## begin

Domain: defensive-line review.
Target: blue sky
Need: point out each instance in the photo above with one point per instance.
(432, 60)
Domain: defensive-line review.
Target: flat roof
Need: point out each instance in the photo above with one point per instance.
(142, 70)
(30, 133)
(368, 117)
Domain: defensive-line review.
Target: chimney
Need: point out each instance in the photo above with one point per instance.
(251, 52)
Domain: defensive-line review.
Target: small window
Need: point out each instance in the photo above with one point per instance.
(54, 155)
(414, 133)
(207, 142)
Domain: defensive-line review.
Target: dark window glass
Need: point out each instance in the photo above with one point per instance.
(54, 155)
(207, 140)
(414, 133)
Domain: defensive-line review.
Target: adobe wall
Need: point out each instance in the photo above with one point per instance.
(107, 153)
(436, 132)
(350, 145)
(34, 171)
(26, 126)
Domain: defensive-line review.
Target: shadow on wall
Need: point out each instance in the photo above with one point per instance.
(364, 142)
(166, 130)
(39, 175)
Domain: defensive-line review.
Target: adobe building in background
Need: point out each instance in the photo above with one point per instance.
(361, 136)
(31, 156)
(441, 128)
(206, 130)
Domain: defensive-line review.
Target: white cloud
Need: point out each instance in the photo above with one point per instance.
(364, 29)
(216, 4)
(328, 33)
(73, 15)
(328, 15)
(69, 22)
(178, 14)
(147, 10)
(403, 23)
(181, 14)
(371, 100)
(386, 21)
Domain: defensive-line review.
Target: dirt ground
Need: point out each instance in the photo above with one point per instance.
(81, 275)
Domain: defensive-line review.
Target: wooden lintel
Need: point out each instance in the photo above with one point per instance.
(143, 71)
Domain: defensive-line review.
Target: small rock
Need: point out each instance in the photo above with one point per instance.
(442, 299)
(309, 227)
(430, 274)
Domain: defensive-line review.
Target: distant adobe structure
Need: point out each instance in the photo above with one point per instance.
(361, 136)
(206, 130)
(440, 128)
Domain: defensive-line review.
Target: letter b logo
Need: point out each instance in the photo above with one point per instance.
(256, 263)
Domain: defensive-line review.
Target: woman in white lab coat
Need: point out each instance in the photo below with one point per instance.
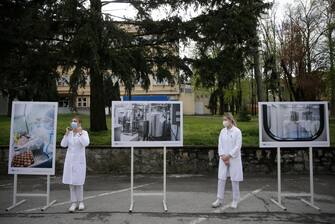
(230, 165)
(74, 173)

## end

Stated problem
Reproduce the entries above word for word. Pictures stay out.

Task response
Domain: defensive-line review.
Target: blue sky
Need: point out each instance in the photo above with one point per instance.
(432, 60)
Domain: defensive-line review.
Target: flat roof
Need: point out each instance in the photo above with one point per instance.
(142, 70)
(30, 133)
(368, 117)
Domain: defensive-line review.
Target: chimney
Need: point out each instance in the photo above with one point per instance.
(251, 52)
Domain: defensive-line review.
Target: small window
Need: point out each instance in the photo above with one point per instance.
(54, 155)
(414, 133)
(207, 142)
Domain: defensive-line review.
Target: dark window glass
Need: point out each instance in the photo above with one point per instance.
(54, 155)
(207, 140)
(414, 133)
Domain: defensive-line review.
Target: adobe wall
Need: point out each instance in the photo above with one point per instance.
(107, 153)
(436, 132)
(350, 145)
(34, 171)
(26, 126)
Domain: defensive-line review.
Target: shadow on wall
Need: point out each instance in the photo above with one point per instance.
(364, 142)
(166, 130)
(39, 175)
Domain: defensive-line review.
Target: adobe building in background
Need: point out each instance in the photo above with one point per instance.
(361, 136)
(31, 156)
(441, 128)
(206, 130)
Domain: defensive-line review.
Target: white cloud
Need: point out each instance in the photo above with one point per instance.
(364, 29)
(216, 4)
(328, 33)
(73, 15)
(328, 15)
(69, 22)
(178, 14)
(147, 10)
(403, 23)
(181, 14)
(371, 100)
(386, 21)
Domain: defensive-line review.
Target: dirt ground
Need: point out each instance in the photo above with one point per instance.
(81, 275)
Domain: defensive-line review.
Target: wooden lintel
Need: point out each instance in the photo above with one point per instance.
(143, 71)
Domain: defensive-line review.
Target: small rock
Need: point out each instance in the photo above with one point per instance.
(442, 299)
(309, 227)
(430, 274)
Domain: defensive-line review.
Target: distant adobe structure
Need: point out each instance in the photo above with one point per instance.
(361, 136)
(206, 130)
(440, 128)
Domain: defensive-line review.
Target: letter b logo
Need: point out each instance in the photo above with one point per instance.
(256, 263)
Domain: defensive-line review.
Target: woman in white lab coat
Need: point out each instance in the photo below with one point per instance.
(230, 165)
(74, 173)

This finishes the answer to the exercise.